*Exercise material*.
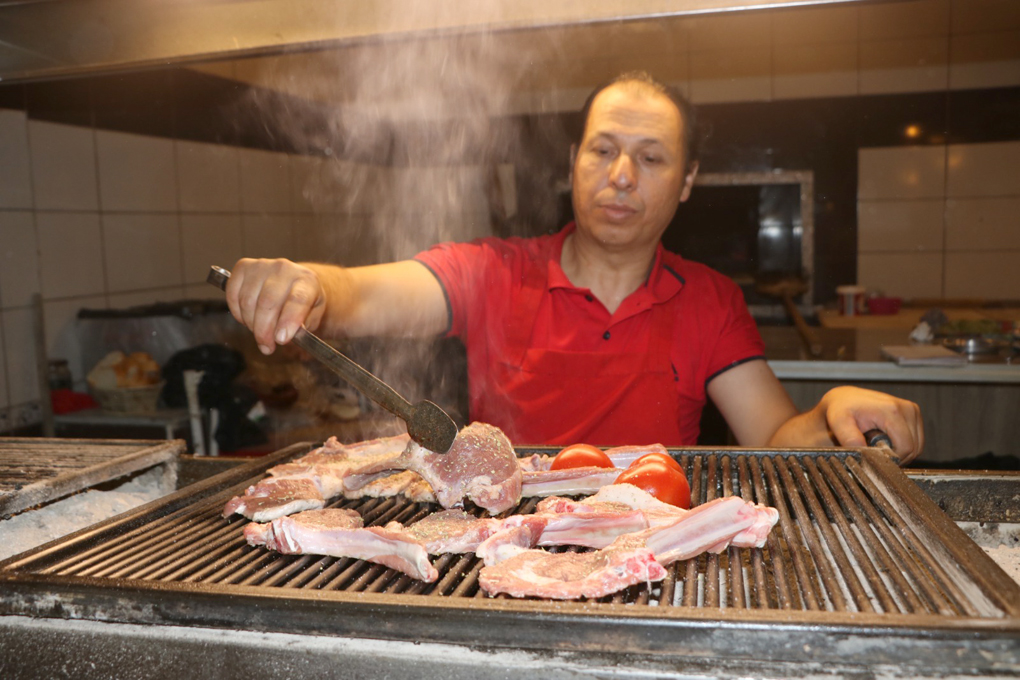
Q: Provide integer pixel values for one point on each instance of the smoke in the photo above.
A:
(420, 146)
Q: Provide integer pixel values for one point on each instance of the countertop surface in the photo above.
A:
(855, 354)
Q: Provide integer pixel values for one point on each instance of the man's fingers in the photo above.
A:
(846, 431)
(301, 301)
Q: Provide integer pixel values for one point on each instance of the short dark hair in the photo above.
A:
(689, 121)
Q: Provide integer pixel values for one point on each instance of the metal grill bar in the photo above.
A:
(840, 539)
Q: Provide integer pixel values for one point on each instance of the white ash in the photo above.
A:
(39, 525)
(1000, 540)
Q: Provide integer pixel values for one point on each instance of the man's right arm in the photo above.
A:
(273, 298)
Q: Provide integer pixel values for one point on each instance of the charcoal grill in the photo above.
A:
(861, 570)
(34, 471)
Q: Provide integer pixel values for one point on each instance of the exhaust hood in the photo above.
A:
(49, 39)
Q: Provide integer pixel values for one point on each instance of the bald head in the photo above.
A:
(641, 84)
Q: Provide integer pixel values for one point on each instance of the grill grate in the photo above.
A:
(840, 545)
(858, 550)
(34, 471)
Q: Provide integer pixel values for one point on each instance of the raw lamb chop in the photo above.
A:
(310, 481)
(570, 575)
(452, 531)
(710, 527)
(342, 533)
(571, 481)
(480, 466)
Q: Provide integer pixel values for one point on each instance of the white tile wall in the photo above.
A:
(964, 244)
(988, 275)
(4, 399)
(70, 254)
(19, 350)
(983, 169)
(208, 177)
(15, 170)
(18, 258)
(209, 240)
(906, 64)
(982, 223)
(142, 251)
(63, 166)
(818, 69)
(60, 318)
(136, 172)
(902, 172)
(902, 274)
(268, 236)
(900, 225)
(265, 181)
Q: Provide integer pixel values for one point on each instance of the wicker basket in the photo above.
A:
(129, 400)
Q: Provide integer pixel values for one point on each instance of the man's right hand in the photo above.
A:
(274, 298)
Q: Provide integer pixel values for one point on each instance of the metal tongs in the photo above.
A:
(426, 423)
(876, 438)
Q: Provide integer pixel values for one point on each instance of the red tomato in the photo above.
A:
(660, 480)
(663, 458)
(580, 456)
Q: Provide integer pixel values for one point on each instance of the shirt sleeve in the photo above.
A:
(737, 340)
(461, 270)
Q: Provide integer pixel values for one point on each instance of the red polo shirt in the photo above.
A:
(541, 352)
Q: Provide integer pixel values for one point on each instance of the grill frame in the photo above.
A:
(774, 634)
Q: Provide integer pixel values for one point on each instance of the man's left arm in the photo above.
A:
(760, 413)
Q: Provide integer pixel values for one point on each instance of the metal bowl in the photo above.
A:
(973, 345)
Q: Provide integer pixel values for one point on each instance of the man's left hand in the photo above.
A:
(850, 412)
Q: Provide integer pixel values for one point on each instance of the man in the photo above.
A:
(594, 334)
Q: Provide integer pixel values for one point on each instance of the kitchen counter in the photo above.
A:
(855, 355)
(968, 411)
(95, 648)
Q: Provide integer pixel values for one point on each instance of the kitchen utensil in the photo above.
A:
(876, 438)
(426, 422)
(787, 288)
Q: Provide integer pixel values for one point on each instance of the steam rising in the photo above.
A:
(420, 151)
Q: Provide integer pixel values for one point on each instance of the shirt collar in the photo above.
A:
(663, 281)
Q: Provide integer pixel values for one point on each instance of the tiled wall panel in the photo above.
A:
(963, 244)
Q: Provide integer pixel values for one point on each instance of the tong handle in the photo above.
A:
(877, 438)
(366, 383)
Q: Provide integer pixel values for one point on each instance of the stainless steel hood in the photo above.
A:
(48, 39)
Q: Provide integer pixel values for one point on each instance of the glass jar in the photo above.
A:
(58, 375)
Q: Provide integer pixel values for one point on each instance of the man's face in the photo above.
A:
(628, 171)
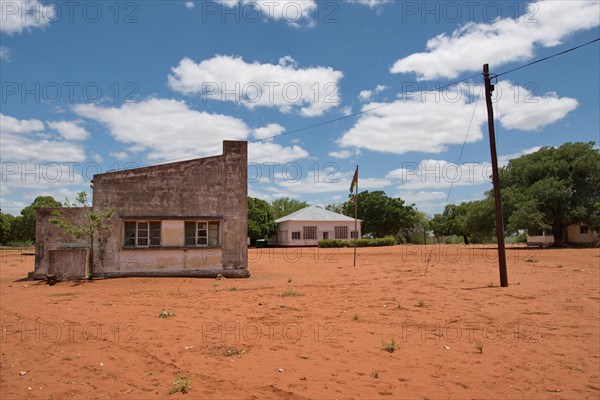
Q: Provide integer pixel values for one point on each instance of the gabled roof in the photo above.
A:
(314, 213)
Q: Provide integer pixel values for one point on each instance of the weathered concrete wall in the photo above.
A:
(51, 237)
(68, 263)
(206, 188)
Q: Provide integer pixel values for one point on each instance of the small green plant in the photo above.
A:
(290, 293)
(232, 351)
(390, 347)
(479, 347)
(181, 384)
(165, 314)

*Given task*. Give the lines of the data as a JSON list of strings, one string per line, skipping blank lines: begin at the line that has "counter in the photo above." and keep going through the last line of the data. Leave the pictures out of the list.

*Solution to the exercise*.
[
  "Q: Provide integer pixel values for one point on each instance of the kitchen counter in the photo above.",
  "A:",
  "(855, 355)",
  "(968, 411)",
  "(95, 648)",
  "Q: Provide integer pixel values for one point on each instance of the kitchen utensil in the photo above.",
  "A:",
  "(876, 438)",
  "(426, 422)",
  "(787, 288)",
  "Q: Provide integer pixel values for one point on each instance of the steam rising in the photo above.",
  "A:",
  "(420, 151)",
  "Q: Provide integer pixel values for one point on each instance of the shirt collar in the photo above.",
  "A:",
  "(663, 281)",
  "Q: Provide integer pixel values for one point on each instance of the tiled wall panel in the photo above.",
  "A:",
  "(963, 244)",
  "Q: Provide integer pixel values for one point on each instance of the tong handle in the photo above.",
  "A:",
  "(877, 438)",
  "(366, 383)",
  "Q: Provide integer pixel values for one point on each instance of the stainless steel hood in the photo above.",
  "A:",
  "(48, 39)",
  "Q: Provide integer pixel values for one point on each instance of the glass jar in the photo above.",
  "A:",
  "(58, 375)",
  "Q: Provide integer pixel values for one point on each instance of the man's face in the photo above.",
  "A:",
  "(628, 171)",
  "Q: Provide integer pixel values for one point on each instance of the gabled roof in the photo above.",
  "A:",
  "(314, 213)",
  "Q: Provide integer pixel values for one point on each instance of the weathered concrete wall in the photo above.",
  "A:",
  "(51, 237)",
  "(68, 263)",
  "(206, 188)",
  "Q: Provide integer pixel values for one point on each instance of the small green plant in the photo above.",
  "A:",
  "(290, 293)",
  "(232, 351)",
  "(390, 347)",
  "(479, 347)",
  "(181, 384)",
  "(165, 314)"
]